--- TAREA INDICADA 1 ---
Determina si cada afirmación coincide con el fragmento sobre el primer maratón que aparece más abajo, respondiendo sí o no y citando literalmente las palabras del fragmento que lo deciden. (a) Quien narra participaba en su primer maratón. (b) Los primeros kilómetros de la carrera resultaron incómodos. (c) El dolor en los extensores de la cadera tomó por sorpresa a quien narra.
--- TAREA INDICADA 2 ---
Según el fragmento sobre el primer maratón que se incluye más abajo, ¿en qué kilómetro aproximado el cansancio ya era mucho?

--- FRAGMENTO PROPORCIONADO ---
■ ■ ■ ■ ■

Hay una especie de ritual del corredor de fondo que incluye la compra de tenis especiales, la ropa, leer acerca de la prueba, escuchar videos, consejos, elegir el gel energético, en fin, es como una metamorfosis kafkiana, pasar a ser un corredor.
Quizá por haber sido mi primer maratón, había una necesidad de compartir todo. Entré a un grupo de corredores que harían la prueba, miraba las rutas, el conteo de días, era una sensación de estar en algo que no es para todos. Una especie de club selectivo de quienes desean conocer si son capaces de cubrir la distancia mítica de aquel que tras dar el aviso del invasor que se aproximaba, desfalleció.
El día de la carrera llegó y la expectativa era muy emocionante. Playlist elegido, el reloj inteligente ya preparado, las agujetas con doble nudo y el último trago al suero.
Arrancamos y la sensación de los primeros kilómetros fue bastante satisfactoria, pero llegó el adoquín, esa estructura de piedras que irrumpe en el corazón de ciudades con un pasado colonial.
Era como ir bajando cerros, pasos cortos, ángulos no propicios para ampliar la zancada y una carga adicional en los cuádriceps para cuidar las rodillas. Pagaron unos por otros. En el kilómetro 24 o 25 el cansancio era mucho. Los extensores de la cadera habían resentido los kilómetros de adoquín, pero de alguna forma, este dolor se había pensado, lo había imaginado y no era una novedad, aunque su aparición, más temprana que tardía, representaba un reto adicional.

■ ■ ■ ■ ■

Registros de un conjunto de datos
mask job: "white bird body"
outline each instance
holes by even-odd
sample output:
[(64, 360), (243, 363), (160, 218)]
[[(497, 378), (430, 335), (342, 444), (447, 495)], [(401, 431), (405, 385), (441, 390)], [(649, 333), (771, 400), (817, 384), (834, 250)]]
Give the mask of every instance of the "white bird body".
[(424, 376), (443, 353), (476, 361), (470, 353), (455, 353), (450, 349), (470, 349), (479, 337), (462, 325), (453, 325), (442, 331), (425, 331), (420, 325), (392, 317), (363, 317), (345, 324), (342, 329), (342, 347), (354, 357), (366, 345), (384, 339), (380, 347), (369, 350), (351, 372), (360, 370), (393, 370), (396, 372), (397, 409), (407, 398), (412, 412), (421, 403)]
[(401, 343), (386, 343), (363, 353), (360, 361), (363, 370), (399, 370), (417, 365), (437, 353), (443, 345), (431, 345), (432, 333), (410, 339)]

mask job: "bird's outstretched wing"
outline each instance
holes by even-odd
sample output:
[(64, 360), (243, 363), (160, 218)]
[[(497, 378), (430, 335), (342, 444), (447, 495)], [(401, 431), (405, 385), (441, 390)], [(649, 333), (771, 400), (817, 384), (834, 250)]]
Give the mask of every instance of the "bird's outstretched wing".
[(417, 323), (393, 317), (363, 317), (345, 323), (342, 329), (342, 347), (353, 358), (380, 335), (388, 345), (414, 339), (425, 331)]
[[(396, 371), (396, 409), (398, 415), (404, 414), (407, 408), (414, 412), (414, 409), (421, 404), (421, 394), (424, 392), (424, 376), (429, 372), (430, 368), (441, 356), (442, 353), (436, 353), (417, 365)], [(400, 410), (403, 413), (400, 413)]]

■ ■ ■ ■ ■

--- RESULTADO FINAL 1 ---
(a) Sí: «Quizá por haber sido mi primer maratón».
(b) No: «la sensación de los primeros kilómetros fue bastante satisfactoria».
(c) No: «este dolor se había pensado, lo había imaginado y no era una novedad».

--- RESULTADO FINAL 2 ---
En el kilómetro 24 o 25.